• Exercise:
Transcribe the entries that follow, word for word.

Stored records

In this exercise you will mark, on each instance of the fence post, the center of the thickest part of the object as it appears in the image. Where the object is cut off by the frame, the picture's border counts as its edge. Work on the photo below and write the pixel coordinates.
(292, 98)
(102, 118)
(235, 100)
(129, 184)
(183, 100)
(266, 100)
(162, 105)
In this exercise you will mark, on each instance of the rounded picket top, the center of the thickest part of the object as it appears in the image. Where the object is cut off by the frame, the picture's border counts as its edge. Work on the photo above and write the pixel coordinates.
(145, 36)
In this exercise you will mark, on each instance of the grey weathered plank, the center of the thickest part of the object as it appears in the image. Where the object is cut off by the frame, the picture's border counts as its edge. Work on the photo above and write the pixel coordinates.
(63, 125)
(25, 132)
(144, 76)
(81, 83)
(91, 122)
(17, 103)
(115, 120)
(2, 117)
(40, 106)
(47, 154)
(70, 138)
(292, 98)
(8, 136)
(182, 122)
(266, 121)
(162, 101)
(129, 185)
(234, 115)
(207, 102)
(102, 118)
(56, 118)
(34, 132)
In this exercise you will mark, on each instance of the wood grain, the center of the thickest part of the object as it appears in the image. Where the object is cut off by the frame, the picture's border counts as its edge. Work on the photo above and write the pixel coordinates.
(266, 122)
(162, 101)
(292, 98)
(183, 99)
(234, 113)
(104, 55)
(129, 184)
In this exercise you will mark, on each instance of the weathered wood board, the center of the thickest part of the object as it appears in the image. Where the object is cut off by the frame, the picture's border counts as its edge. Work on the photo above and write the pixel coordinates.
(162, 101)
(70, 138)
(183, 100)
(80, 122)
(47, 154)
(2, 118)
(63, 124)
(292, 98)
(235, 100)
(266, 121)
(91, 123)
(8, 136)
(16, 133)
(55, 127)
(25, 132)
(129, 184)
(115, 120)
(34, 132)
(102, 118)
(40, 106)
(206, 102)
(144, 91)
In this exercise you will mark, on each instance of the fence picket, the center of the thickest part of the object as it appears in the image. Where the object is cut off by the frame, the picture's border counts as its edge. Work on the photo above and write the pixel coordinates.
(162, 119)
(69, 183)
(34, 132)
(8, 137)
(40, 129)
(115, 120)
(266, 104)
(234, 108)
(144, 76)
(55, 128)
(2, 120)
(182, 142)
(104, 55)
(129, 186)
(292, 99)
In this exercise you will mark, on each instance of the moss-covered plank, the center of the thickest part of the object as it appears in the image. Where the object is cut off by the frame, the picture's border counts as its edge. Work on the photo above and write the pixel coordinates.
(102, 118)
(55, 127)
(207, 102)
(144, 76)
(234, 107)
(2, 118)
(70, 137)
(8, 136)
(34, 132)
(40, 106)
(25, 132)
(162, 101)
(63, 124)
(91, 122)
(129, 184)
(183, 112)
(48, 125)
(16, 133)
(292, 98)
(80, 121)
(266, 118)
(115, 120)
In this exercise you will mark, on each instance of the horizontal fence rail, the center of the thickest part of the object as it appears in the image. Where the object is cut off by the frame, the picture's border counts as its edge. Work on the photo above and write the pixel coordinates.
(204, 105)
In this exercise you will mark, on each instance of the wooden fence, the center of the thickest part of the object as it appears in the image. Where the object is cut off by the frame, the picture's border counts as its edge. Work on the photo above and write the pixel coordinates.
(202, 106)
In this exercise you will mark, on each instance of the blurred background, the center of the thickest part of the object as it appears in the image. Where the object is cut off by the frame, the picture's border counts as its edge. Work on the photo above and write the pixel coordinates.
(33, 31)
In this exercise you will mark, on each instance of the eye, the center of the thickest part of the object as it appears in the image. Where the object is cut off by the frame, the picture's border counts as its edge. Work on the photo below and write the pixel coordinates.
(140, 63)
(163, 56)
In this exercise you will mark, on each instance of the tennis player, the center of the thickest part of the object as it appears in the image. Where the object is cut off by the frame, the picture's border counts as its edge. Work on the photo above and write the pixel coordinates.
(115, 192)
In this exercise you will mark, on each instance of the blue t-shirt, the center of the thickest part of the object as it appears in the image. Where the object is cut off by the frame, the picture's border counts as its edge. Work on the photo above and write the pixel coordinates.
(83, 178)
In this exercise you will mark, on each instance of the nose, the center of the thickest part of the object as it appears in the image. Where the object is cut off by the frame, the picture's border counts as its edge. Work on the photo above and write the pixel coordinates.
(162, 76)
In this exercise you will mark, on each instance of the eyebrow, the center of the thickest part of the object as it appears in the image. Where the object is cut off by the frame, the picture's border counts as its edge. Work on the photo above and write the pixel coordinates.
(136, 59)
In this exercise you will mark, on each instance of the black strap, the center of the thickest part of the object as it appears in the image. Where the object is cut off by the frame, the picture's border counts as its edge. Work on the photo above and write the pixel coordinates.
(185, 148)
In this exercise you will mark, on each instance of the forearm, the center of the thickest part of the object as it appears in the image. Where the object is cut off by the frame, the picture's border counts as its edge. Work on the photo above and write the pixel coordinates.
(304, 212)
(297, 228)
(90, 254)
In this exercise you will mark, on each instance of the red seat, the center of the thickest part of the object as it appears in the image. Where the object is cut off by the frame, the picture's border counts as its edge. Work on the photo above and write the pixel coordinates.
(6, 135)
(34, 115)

• Solution to this problem:
In this exercise you will mark, on each instance of the fence post, the center of the thickest part of the object as it appears in the image. Where the object is cut off by the frame, the picture's border counts as its edge. Work on the photo below and write the pixel coordinates.
(292, 98)
(102, 118)
(235, 100)
(129, 184)
(183, 100)
(266, 100)
(162, 105)
In this exercise you will mark, on each instance of the rounded picket top, the center of the thickest part of the object as it appears in the image. Where the object is cut off by the frame, the picture's border counts as its edge. Work on the photo above and write the pixel coordinates.
(145, 36)
In this exercise you will mark, on each instance of the grey weathered plank, the center of the thickest part of the object as it appears in the image. Where the object is cut off by the frame, the picture's border counts as its edge. Work on the photo above and write the pixel coordinates.
(63, 125)
(25, 132)
(144, 76)
(81, 83)
(91, 122)
(17, 103)
(115, 120)
(2, 117)
(40, 106)
(47, 154)
(70, 138)
(292, 98)
(8, 136)
(182, 122)
(266, 121)
(162, 101)
(129, 185)
(234, 115)
(207, 102)
(102, 118)
(56, 118)
(34, 132)
In this exercise you will mark, on each instance of the wood grain, the center of the thickest part of the object as it appears in the image. Where the object is cut off by the frame, the picture's border counts as its edge. Work on the photo above and write the pixel coordinates.
(266, 122)
(162, 101)
(292, 98)
(183, 99)
(234, 113)
(104, 55)
(129, 184)
In this exercise you will mark, on each instance of the weathered wood board, the center of the thickest part of the object as it appears in the image. Where the object is cut off by the frame, the picture's border counts as its edge. Work on the photo above and write the pixel coordinates.
(162, 101)
(70, 138)
(183, 100)
(80, 122)
(47, 154)
(2, 118)
(63, 124)
(292, 98)
(235, 100)
(266, 121)
(91, 123)
(8, 136)
(16, 133)
(55, 127)
(25, 132)
(129, 184)
(115, 120)
(34, 132)
(102, 118)
(40, 106)
(206, 102)
(144, 91)
In this exercise you will mark, on each instance of the fence picket, the center of the thickest part of the object as it appears in the image. Where the object is cut off by the frame, the picture's border counts as its edge. Work on the photo above and write the pixel coordinates.
(162, 119)
(69, 183)
(34, 132)
(8, 137)
(40, 129)
(115, 120)
(266, 104)
(234, 108)
(144, 76)
(55, 128)
(2, 120)
(182, 142)
(104, 55)
(129, 186)
(292, 99)
In this exercise you will mark, on each instance of the moss-covered plank, the center of the thickest part of the object as it appears in the image. Where the object is cut off by the frame, the picture's border counts as its edge. Work on the photo above and write the pixel coordinates.
(102, 118)
(55, 127)
(207, 102)
(144, 76)
(234, 107)
(2, 118)
(70, 137)
(8, 136)
(34, 132)
(40, 106)
(25, 132)
(162, 101)
(63, 124)
(91, 122)
(129, 184)
(183, 112)
(48, 125)
(16, 133)
(292, 98)
(80, 121)
(266, 118)
(115, 120)
In this exercise you will mark, on each instance of the horizontal fence rail, the center of the thickest part of the object as it appears in the image. Where the object is cut off by the frame, the picture's border counts as its edge. Work on the photo above and write the pixel coordinates.
(204, 105)
In this exercise you will mark, on each instance of the wooden fence, the center of the thickest part of the object as it appears in the image. Where the object is cut off by the frame, the picture's border counts as its edge. Work on the photo above and write the pixel coordinates.
(202, 106)
In this exercise you will mark, on each instance of the blurred background, the center of the thickest part of the object as it appears in the image. Where the object is cut off by the frame, the picture's border counts as its edge. Work on the photo above and write the pixel coordinates.
(33, 31)
In this exercise you will mark, on each instance of the eye, the center of the thickest part of the object as it appears in the image. Where the object is cut off by the frame, the picture's border counts as its edge. Work on the photo below and write the pixel coordinates.
(140, 63)
(163, 56)
In this exercise you will mark, on each instance of the tennis player, the center of the thickest part of the object as it appears in the image. Where the object is cut off by the frame, the picture's border counts as its edge. Work on the photo above and write the pixel coordinates.
(115, 192)
In this exercise you will mark, on each instance of the blue t-shirt, the center of the thickest part of the object as it appears in the image. Where the object is cut off by the frame, the picture's border counts as its edge. Work on the photo above and write the pixel coordinates.
(83, 178)
In this exercise you will mark, on each instance of the nose, the center of the thickest part of the object as it appears in the image. Where the object is cut off by the frame, the picture's border counts as its edge. Work on the photo above and write the pixel coordinates.
(162, 76)
In this exercise you will mark, on each instance of the eyebrow, the center of the thickest part of the object as it appears in the image. Where the object is cut off by the frame, the picture's border counts as its edge. Work on the photo above and write the pixel coordinates.
(136, 59)
In this exercise you will mark, on each instance of the black strap, the center of the thickest part of the object as it appears in the image. Where the object is cut off by the frame, the picture's border counts as its edge. Work on the photo above and write the pixel coordinates.
(185, 148)
In this exercise you will mark, on each instance of the forearm, the center of the thickest part of the object as it appears in the image. Where the object is cut off by the frame, the picture's border counts as its edge. Work on the photo above and write the pixel coordinates.
(304, 212)
(297, 228)
(90, 254)
In this exercise you will mark, on each instance of the red seat, the center of the thickest part of the object as it appears in the image. Where the object is cut off by the frame, the picture's border counts as its edge. Work on the photo above and write the pixel coordinates.
(6, 135)
(34, 115)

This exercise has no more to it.